YAŞANABİLECEK Mİ KAÇILACAK ŞEHİR Mİ?

Benim bu anketlere bir türlü aklım ermez. Kime, nerede, nasıl, hangi konularda sorular sorulur bir türlü anlamış değilim. Zaten nitelik ve nicelikleri tartışma konusu.

Bu işleri yapan şirketler ve kurumlar nerede yaşar, hangi kafayla anket yaparlar yıllardır hep sorgulanmakta. Hatta öyle bir hal aldı ki bu işler bilimsel olarak geçerliliği bile tartışılır halde.

Türkiye’nin son dönemde sağdan-soldan aldığı göçleri göz önüne alırsak eskiden yaşanılacak diye gösteriler şehirler sıralaması alt üst olmuş durumda. Amma anketler tersini gösteriyor!

ABD merkezli ekonomi dergisi Forbes’in en yaşanabilir şehirleri listesi bir süre önce yayınlandı. 94 başlıktaki rapora göre yaşamak ve çalışmak için en iyi şehir İstanbul.

Bir zamanlar taşı toprağı altın olan ama şuanda birçok kişinin kaçmak için fırsat aradığı İstanbul yine zirvede. Gel de şaşma. “Araştırma nerede yapıldığı acaba” diye düşünmek lazım.

Araştırma, yaşanabilirlik, yenilikçilik, hizmetlere erişilebilirlik, üretim potansiyeli, ticaret becerisi verilerine göre yapılmış. Acaba o şehirde yaşayanlarla birebir görüşülmüş mü? Sanmam.

Peki, aynı araştırmaya göre ilk 10 sıralamasında 6’ncı sırada yer alan Antalya için ne diyelim. Acaba yaşanabilirliği kime ve niye göre? Bundan 2-3 yıl önce bu anket yapılsaydı anlardım.

Ancak bugün aynı araştırma ‘DÜNYA KENTİ ANTALYA’DA’ yapılsa sanırım KAÇILACACAK ŞEHİRLER sıralamasında ilk sıralarda yer alırdı!

--------------------------------------------------

- _Görevler_:
1. Sayfa metnindeki "Araştırma, yaşanabilirlik, yenilikçilik" sözleriyle başlayan paragrafı ana bilgilerini koruyarak daha kısa biçimde yeniden yazın.
2. Sayfa metnine göre Antalya aynı araştırmanın ilk 10 sıralamasında kaçıncı sırada yer alıyor?
3. Sayfa metnindeki "ABD merkezli ekonomi dergisi Forbes’in en yaşanabilir şehirleri listesi bir süre önce yayınlandı." cümlesini İngilizceye çevirin.

- _Kayıtlı veriler_:
--------------------------------------------------

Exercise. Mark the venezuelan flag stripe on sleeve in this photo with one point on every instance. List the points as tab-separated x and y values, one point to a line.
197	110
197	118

--------------------------------------------------

- _Görev yanıtları_:
1. Araştırma yaşanabilirlik, yenilikçilik, hizmetlere erişilebilirlik, üretim potansiyeli ve ticaret becerisi verilerine dayanıyor. Yazar, şehirde yaşayanlarla birebir görüşüldüğünü sanmıyor.

2. 6'ncı sırada.

3. The most livable cities list of the US-based economics magazine Forbes was published some time ago.